→ **AIM OF THE EXERCISE**
Go through the listing and copy each line with the string "mountain".
───── DATA SHOWN
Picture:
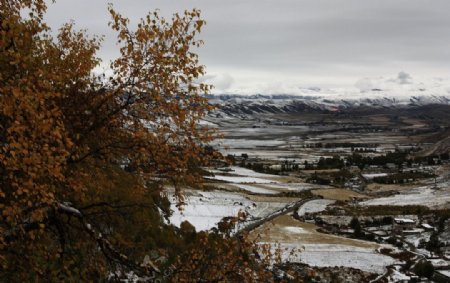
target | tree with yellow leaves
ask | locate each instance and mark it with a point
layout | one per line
(84, 158)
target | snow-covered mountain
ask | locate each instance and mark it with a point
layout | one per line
(232, 105)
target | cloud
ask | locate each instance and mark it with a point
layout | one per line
(364, 84)
(221, 82)
(404, 78)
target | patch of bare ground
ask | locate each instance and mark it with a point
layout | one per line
(285, 229)
(381, 188)
(338, 194)
(265, 198)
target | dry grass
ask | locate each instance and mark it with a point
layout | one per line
(338, 194)
(275, 231)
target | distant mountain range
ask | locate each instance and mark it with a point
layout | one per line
(229, 104)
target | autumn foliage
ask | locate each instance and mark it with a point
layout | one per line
(85, 158)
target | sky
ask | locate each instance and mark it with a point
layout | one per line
(286, 46)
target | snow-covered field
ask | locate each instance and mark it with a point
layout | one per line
(313, 206)
(433, 198)
(257, 190)
(240, 179)
(205, 209)
(326, 255)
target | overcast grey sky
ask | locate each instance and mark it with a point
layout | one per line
(279, 45)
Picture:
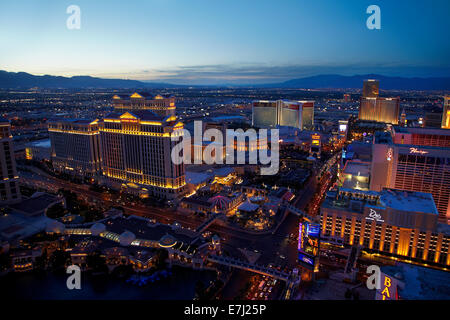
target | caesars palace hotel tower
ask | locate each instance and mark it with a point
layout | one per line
(136, 146)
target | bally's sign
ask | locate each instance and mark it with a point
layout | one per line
(373, 215)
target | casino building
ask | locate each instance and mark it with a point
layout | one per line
(414, 159)
(374, 108)
(136, 151)
(163, 106)
(391, 222)
(446, 113)
(75, 146)
(379, 109)
(298, 114)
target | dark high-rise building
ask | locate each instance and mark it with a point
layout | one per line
(9, 180)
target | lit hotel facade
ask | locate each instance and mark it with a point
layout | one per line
(297, 114)
(379, 109)
(374, 108)
(414, 159)
(9, 180)
(136, 151)
(401, 224)
(75, 146)
(446, 113)
(163, 106)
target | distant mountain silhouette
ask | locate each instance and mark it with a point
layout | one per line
(334, 81)
(14, 80)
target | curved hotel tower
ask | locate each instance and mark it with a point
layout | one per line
──────────
→ **RESPONSE TO THIS TASK**
target | snow-covered mountain
target | distant mountain range
target | distant mountain silhouette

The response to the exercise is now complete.